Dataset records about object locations

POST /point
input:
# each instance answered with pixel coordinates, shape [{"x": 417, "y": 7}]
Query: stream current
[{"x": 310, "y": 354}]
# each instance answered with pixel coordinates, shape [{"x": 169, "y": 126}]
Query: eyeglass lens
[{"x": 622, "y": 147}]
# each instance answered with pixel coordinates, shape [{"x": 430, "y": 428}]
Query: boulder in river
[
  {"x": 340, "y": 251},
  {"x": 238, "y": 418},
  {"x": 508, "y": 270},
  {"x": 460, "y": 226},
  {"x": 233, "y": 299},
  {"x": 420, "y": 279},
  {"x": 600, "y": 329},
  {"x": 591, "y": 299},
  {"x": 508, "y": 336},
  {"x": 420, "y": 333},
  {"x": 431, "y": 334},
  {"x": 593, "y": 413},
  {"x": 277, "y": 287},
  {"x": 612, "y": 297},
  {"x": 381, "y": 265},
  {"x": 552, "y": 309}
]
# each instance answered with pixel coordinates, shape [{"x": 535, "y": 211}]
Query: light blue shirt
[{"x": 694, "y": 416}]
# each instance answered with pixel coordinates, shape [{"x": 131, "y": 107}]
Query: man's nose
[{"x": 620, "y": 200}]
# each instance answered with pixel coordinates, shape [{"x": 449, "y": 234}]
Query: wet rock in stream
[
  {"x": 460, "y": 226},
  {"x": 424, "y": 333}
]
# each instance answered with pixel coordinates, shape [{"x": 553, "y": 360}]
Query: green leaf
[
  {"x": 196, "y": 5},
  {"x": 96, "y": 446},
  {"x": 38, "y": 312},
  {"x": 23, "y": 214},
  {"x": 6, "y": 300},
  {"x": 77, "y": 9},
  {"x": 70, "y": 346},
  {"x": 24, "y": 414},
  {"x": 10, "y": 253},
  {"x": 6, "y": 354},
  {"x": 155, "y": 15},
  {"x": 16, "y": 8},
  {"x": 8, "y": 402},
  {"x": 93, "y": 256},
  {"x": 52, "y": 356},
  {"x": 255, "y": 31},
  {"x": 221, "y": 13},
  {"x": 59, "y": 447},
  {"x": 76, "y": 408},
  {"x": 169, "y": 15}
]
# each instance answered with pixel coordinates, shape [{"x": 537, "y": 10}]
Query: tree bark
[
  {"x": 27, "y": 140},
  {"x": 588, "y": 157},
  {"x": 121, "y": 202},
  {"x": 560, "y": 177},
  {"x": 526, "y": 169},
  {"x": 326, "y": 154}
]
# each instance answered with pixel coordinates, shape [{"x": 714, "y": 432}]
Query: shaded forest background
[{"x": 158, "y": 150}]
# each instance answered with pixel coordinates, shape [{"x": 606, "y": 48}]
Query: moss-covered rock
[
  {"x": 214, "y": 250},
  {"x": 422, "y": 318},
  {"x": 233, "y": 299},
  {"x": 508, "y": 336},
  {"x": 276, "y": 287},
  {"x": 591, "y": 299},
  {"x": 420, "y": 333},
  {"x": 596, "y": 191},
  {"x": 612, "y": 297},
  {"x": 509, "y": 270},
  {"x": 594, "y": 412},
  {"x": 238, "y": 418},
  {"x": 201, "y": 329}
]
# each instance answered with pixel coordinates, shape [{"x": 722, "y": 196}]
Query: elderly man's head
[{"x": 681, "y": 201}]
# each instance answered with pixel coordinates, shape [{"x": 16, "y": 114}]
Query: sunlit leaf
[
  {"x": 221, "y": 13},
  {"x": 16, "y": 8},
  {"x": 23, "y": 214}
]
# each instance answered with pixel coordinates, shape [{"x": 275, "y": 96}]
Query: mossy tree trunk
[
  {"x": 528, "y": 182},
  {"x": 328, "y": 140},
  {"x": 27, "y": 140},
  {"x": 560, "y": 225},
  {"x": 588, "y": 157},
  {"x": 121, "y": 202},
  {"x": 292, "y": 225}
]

Work to complete
Copy out each line exactly.

Full output
POST /point
input:
# each instance answered with pixel coordinates, shape [{"x": 417, "y": 7}]
Query: stream current
[{"x": 310, "y": 354}]
# each instance answered with pixel coordinates, shape [{"x": 169, "y": 126}]
Query: eyeglass lens
[{"x": 622, "y": 147}]
# each instance answered with pixel coordinates, shape [{"x": 430, "y": 428}]
Query: boulder in river
[
  {"x": 340, "y": 251},
  {"x": 238, "y": 418},
  {"x": 508, "y": 270},
  {"x": 460, "y": 226},
  {"x": 233, "y": 299},
  {"x": 420, "y": 279},
  {"x": 600, "y": 329},
  {"x": 591, "y": 299},
  {"x": 508, "y": 336},
  {"x": 420, "y": 333},
  {"x": 431, "y": 334},
  {"x": 593, "y": 413},
  {"x": 277, "y": 287},
  {"x": 612, "y": 297},
  {"x": 381, "y": 265},
  {"x": 552, "y": 309}
]
# each instance answered with pixel coordinates, shape [{"x": 535, "y": 211}]
Query: light blue shirt
[{"x": 694, "y": 416}]
# each instance answered with pixel coordinates, shape [{"x": 131, "y": 107}]
Query: man's nose
[{"x": 620, "y": 200}]
# each instance answered with pixel coordinates, shape [{"x": 449, "y": 234}]
Query: wet rock in stream
[
  {"x": 460, "y": 226},
  {"x": 424, "y": 333}
]
# each instance answered with pixel coordinates, shape [{"x": 553, "y": 360}]
Query: green leaf
[
  {"x": 196, "y": 5},
  {"x": 96, "y": 446},
  {"x": 38, "y": 312},
  {"x": 23, "y": 214},
  {"x": 6, "y": 300},
  {"x": 77, "y": 9},
  {"x": 70, "y": 346},
  {"x": 24, "y": 414},
  {"x": 10, "y": 253},
  {"x": 6, "y": 354},
  {"x": 155, "y": 15},
  {"x": 16, "y": 8},
  {"x": 8, "y": 402},
  {"x": 93, "y": 256},
  {"x": 52, "y": 356},
  {"x": 255, "y": 31},
  {"x": 221, "y": 13},
  {"x": 59, "y": 447},
  {"x": 76, "y": 408},
  {"x": 169, "y": 15}
]
# each instance answered with pixel coordinates, shape [{"x": 537, "y": 10}]
Query: tree bark
[
  {"x": 27, "y": 140},
  {"x": 588, "y": 157},
  {"x": 121, "y": 202},
  {"x": 560, "y": 177},
  {"x": 526, "y": 169},
  {"x": 326, "y": 154}
]
# each instance answered with pixel coordinates, shape [{"x": 714, "y": 432}]
Query: shaded forest background
[{"x": 158, "y": 150}]
# each instance answered with pixel coordinates, shape [{"x": 606, "y": 48}]
Query: moss-covered rock
[
  {"x": 214, "y": 250},
  {"x": 422, "y": 318},
  {"x": 233, "y": 299},
  {"x": 508, "y": 336},
  {"x": 276, "y": 287},
  {"x": 591, "y": 299},
  {"x": 420, "y": 333},
  {"x": 596, "y": 191},
  {"x": 612, "y": 297},
  {"x": 509, "y": 270},
  {"x": 594, "y": 412},
  {"x": 238, "y": 418},
  {"x": 201, "y": 329}
]
# each instance answered with pixel coordinates, shape [{"x": 722, "y": 196}]
Query: elderly man's head
[{"x": 681, "y": 201}]
# each instance answered with pixel coordinates, shape [{"x": 16, "y": 114}]
Query: sunlit leaf
[
  {"x": 221, "y": 13},
  {"x": 16, "y": 8},
  {"x": 23, "y": 214}
]
# each instance answered with pixel coordinates, shape [{"x": 275, "y": 96}]
Query: mossy tree trunk
[
  {"x": 528, "y": 182},
  {"x": 328, "y": 140},
  {"x": 27, "y": 140},
  {"x": 560, "y": 225},
  {"x": 588, "y": 157},
  {"x": 121, "y": 202},
  {"x": 292, "y": 225}
]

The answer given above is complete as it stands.